Task instructions = Leave out the pictures and copy everything else below exactly.

Position annotation records
'''
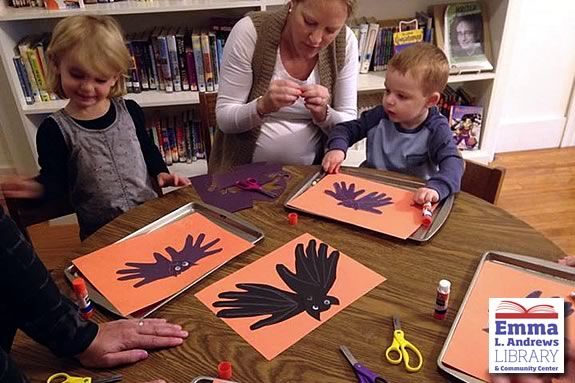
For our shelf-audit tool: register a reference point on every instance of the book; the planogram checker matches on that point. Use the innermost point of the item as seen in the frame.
(465, 123)
(514, 310)
(466, 37)
(372, 31)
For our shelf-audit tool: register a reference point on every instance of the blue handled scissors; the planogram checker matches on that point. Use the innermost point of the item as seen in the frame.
'''
The answer =
For our shelf-audit tool: register a reference point on every instance of the book; the planogram checker matches on that point. Use the innermost point of the item as seen in the frame.
(465, 123)
(514, 310)
(466, 37)
(372, 31)
For our shelf-audit tool: register a reference point on every instance of the blue handled scissors; the planogram checker matches on that point. Use the innermost point of the item as seen in the frame.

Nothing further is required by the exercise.